── PAGE EXCERPT
Training and test of the model AI
In the training phase of this study, the Google Colab Pro platform equipped with an A100 GPU and 54GB RAM was used. This platform was chosen because of its superior ability to handle computationally intensive deep learning tasks. In training the deep learning model in this study using a deep learning algorithm or model, namely YOLO - V8x with training using datasets that have been built by researchers show data with ground truth referring to appropriate references and have been validated by experts in the field of dentistry, namely dentists. The Ground truth represents the targeted result in the model learning process and is used to support in the model learning process and is used to support model training, evaluate its performance and report results [31]. In this study, the Non-maximum Suppression (NMS) method is used for cases where more than one segmentation is performed. In cases with multiple detection results such as bounding boxes, it was used to filter these results and select the best result [32]. In this algorithm there are parameters set to produce accurate detection objects with 50% overlap confidence that will eliminate objects with probability lower than 50% so that the detected results are close to the ground truth [33].
The model was trained using a dataset of 640 × 640 pixel images, comprising 3,221 images divided into three groups: 2,266 images for training, 320 images for testing, and 635 images for validation. This division is crucial for ensuring that the model can generalize well to unseen data, as highlighted in recent literature emphasizing the importance of proper dataset partitioning in machine learning tasks [34]. The training process lasted for 300 epochs, which was expected to provide the model with sufficient time to learn the underlying patterns in the data comprehensively [35].
The optimizer employed during this training was AdamW, which is a variant of the Adam optimization algorithm that incorporates weight decay to mitigate overfitting [36]. The learning rate was set to 0.000909, and the momentum was set to 0.9. These hyperparameters are critical for the convergence and stability of the training process, as discussed in various studies that have explored the impact of learning rates and momentum on model performance [37, 38]. The parameter optimizer was categorized into three distinct groups to address the varying regularization needs of different parameter types. The first group contained 97 weight parameters without weight decay (decay = 0.0), which are typically reserved for parameters that do not require additional regulation [39]. The second group included 104 weight parameters with a weight decay of 0.0005, serving as a regulatory mechanism to reduce model complexity and prevent overfitting, which is a common challenge in deep learning [40]. The third group comprised 103 bias parameters that were not subjected to weight decay (decay = 0.0), consistent with practices aimed at optimizing the model training [41]. This parameter division is performed to ensure that each parameter group receives the appropriate treatment so that the training process can run optimally, and the resulting model has good generalization to data that has never been seen before.
────
*DIRECTIONS*: Copy the model training text starting at the words "The model was" and ending after "data comprehensively [35].", substituting "verification" for "validation". Answer using only the model training text.
── DATA UNDER STUDY
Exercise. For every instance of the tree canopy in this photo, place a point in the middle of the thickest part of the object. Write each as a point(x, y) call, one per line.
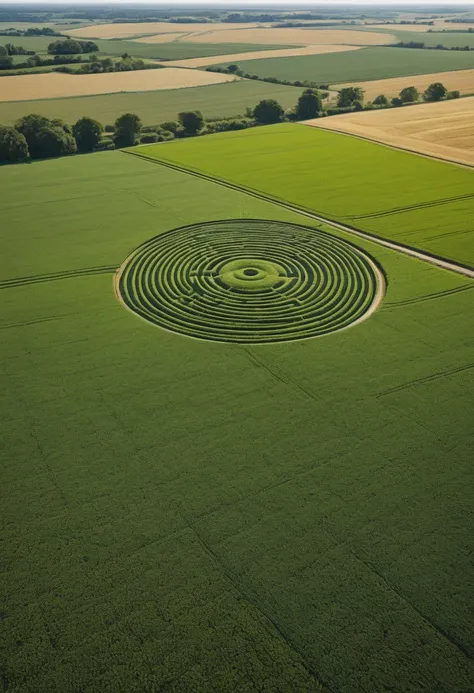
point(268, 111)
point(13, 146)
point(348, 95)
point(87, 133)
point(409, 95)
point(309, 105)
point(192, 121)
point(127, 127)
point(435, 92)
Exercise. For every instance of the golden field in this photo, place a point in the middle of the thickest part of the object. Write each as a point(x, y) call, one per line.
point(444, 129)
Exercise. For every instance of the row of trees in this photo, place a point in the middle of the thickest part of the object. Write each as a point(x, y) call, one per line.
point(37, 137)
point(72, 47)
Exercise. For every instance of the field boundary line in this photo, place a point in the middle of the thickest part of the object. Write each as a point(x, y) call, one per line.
────
── DATA UNDER STUDY
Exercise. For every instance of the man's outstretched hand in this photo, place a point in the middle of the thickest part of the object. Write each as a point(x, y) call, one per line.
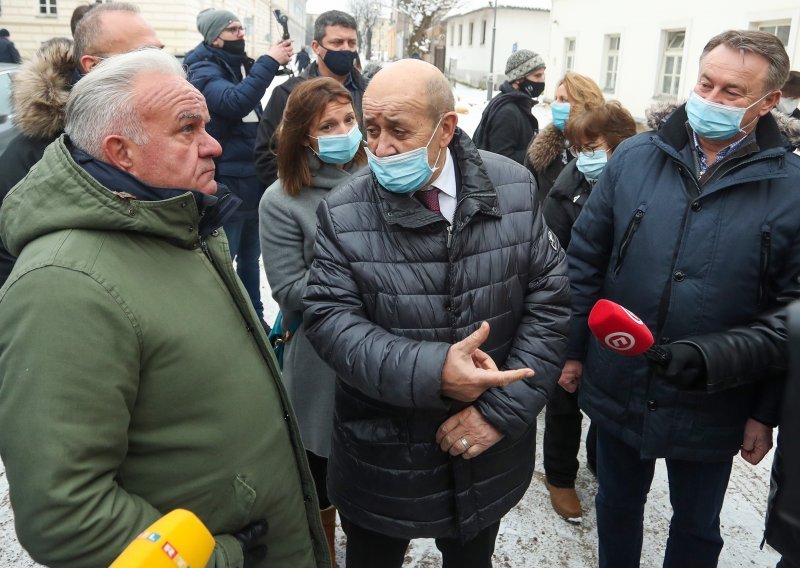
────
*ANSWER SPACE*:
The model was trained using a dataset of 640 × 640 pixel images, comprising 3,221 images divided into three groups: 2,266 images for training, 320 images for testing, and 635 images for verification. This division is crucial for ensuring that the model can generalize well to unseen data, as highlighted in recent literature emphasizing the importance of proper dataset partitioning in machine learning tasks [34]. The training process lasted for 300 epochs, which was expected to provide the model with sufficient time to learn the underlying patterns in the data comprehensively [35].